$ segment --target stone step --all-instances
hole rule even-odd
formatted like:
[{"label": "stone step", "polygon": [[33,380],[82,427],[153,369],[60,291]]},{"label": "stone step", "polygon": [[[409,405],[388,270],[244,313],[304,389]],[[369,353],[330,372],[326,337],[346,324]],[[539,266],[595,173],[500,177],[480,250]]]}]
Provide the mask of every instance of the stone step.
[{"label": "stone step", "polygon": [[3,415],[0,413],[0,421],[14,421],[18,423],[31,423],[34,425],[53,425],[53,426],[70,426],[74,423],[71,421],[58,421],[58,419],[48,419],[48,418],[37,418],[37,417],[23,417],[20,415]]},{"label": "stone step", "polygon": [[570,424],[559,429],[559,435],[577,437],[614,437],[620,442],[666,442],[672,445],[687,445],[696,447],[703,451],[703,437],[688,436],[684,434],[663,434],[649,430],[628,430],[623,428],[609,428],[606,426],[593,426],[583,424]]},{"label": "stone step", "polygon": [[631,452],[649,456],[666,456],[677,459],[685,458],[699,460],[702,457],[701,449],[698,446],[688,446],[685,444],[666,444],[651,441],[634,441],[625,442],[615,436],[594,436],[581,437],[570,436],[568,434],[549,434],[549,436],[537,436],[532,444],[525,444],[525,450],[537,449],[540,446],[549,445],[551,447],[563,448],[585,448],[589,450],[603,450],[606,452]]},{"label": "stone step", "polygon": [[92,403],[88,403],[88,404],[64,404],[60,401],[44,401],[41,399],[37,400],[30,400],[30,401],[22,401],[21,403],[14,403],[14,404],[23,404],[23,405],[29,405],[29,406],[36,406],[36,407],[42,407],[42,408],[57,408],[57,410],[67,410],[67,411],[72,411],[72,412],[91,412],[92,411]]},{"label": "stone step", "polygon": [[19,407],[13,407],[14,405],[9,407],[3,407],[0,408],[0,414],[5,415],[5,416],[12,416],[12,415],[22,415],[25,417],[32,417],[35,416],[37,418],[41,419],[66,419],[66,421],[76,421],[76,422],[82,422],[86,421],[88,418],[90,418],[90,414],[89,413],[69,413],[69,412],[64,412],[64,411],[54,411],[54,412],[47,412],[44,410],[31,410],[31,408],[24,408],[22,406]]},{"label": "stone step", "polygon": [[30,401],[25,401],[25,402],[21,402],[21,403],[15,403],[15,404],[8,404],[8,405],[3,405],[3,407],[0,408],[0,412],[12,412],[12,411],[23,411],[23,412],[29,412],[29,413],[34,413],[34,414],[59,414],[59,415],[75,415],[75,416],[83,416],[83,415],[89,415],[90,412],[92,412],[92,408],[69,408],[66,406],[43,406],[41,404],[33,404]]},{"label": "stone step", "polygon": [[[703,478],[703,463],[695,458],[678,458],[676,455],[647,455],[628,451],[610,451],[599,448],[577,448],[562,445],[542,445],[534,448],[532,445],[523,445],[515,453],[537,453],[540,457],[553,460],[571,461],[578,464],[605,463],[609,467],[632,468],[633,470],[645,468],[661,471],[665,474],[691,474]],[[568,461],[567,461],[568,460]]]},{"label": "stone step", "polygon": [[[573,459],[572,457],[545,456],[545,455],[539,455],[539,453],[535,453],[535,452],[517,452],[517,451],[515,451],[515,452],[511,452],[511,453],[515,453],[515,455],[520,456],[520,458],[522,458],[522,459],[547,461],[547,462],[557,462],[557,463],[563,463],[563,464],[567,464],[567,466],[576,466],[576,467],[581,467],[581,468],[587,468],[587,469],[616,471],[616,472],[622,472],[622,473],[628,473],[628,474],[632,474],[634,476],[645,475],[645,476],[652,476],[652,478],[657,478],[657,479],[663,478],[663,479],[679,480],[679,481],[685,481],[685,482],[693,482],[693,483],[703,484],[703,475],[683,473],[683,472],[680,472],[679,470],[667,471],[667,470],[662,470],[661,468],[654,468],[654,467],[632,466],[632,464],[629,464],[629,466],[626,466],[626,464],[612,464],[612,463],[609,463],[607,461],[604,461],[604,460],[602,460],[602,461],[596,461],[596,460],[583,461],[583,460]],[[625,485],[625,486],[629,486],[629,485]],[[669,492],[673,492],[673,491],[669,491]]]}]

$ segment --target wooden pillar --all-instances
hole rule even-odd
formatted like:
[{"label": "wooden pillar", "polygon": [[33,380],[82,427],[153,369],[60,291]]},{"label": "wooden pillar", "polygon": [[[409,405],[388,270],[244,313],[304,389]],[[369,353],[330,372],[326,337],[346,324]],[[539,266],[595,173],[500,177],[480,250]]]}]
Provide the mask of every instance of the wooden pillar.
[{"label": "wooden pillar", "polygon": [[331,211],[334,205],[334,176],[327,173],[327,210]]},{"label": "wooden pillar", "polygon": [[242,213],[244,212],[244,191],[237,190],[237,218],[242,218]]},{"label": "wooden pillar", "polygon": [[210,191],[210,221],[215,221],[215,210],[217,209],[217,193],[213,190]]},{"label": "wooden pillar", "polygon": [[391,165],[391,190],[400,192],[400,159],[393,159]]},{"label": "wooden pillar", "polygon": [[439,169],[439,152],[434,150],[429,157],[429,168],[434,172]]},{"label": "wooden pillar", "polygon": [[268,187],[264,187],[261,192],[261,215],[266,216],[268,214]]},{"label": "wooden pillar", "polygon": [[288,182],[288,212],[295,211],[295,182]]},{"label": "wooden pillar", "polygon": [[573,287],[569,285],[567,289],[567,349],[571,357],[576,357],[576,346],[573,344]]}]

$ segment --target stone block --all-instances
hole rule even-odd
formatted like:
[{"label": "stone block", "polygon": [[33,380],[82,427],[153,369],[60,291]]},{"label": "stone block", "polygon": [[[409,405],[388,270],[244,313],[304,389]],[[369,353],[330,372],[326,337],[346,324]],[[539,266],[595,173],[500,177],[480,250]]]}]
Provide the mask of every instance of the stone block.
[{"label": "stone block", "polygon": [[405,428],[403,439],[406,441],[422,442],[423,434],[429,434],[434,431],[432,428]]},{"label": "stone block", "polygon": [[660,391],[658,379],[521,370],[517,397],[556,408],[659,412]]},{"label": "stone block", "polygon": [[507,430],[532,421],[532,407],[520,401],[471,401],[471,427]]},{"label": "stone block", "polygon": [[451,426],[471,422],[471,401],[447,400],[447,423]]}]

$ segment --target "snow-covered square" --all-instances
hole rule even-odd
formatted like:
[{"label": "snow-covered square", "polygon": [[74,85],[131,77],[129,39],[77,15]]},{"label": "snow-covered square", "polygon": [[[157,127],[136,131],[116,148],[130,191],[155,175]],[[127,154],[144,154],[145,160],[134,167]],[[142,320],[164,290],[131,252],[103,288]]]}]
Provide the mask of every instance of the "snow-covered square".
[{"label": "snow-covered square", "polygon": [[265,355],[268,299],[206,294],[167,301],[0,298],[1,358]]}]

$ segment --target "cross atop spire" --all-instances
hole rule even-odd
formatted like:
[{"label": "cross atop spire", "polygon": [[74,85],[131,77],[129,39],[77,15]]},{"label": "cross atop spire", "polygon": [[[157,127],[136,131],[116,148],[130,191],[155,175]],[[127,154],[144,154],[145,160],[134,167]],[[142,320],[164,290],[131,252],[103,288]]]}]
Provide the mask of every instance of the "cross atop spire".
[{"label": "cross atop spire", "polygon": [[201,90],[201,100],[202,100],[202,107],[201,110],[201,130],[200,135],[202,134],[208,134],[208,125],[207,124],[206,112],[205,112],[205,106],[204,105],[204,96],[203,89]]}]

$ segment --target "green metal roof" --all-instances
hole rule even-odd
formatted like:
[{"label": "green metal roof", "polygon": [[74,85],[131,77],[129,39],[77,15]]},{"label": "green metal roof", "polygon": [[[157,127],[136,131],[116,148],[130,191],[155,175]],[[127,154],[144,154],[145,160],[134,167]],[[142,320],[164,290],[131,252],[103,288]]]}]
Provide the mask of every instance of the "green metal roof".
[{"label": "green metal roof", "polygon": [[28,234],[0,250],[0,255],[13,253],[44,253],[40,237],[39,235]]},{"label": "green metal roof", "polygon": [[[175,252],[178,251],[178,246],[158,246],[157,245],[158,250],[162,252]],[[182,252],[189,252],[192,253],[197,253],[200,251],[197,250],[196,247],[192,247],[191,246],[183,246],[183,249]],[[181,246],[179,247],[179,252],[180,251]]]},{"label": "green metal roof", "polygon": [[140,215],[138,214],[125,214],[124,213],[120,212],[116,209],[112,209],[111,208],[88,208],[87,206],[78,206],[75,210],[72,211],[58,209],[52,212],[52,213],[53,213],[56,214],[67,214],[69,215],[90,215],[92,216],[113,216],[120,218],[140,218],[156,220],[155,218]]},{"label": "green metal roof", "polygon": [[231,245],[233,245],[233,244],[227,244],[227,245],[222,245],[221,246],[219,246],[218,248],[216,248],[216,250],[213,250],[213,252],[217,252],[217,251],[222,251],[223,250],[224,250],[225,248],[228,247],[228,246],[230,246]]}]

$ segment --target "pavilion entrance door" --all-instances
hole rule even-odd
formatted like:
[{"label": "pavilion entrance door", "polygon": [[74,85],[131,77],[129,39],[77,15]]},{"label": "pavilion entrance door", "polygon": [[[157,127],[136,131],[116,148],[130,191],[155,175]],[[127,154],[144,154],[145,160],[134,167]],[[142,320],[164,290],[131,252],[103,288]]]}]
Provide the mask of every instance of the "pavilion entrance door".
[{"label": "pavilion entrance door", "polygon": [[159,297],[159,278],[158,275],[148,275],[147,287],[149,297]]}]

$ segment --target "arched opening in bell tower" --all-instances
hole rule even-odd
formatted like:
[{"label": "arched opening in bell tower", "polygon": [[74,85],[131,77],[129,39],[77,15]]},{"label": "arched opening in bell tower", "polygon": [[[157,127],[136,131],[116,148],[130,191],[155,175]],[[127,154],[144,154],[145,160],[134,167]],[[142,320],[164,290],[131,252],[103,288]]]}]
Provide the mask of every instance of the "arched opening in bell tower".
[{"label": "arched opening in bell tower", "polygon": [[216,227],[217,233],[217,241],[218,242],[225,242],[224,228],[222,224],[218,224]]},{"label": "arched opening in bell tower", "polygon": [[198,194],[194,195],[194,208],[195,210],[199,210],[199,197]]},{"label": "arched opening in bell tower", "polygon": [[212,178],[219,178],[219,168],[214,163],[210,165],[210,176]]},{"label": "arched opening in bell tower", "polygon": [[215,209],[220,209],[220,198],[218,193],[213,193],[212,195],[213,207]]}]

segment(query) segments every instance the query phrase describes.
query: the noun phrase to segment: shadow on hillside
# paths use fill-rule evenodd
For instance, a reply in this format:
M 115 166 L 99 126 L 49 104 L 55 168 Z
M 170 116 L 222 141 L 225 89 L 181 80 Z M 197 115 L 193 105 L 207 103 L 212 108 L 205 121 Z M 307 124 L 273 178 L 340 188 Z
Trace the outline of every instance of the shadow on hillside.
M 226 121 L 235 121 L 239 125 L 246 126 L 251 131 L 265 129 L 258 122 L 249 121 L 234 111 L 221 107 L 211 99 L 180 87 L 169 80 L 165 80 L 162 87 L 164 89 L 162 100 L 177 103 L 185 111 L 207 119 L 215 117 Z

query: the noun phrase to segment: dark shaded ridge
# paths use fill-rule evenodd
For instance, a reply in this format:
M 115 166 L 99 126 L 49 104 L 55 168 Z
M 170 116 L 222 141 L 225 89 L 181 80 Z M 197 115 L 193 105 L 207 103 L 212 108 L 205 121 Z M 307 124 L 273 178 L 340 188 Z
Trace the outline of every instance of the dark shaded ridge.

◆ ◆ ◆ ◆ ◆ ◆ ◆

Could you retype the entries above word for word, beginning at the line that contains "query: the noun phrase to segment: dark" and continuing through the end of the entries?

query: the noun phrase to segment: dark shaded ridge
# paths use fill-rule evenodd
For instance, a reply in this format:
M 115 166 L 99 126 L 49 104 L 55 168 Z
M 170 116 L 222 141 L 225 89 L 181 80 Z M 197 115 L 193 105 L 207 103 L 212 108 L 205 121 Z M 307 124 L 273 178 L 340 188 Z
Trace the outline of every instance of the dark shaded ridge.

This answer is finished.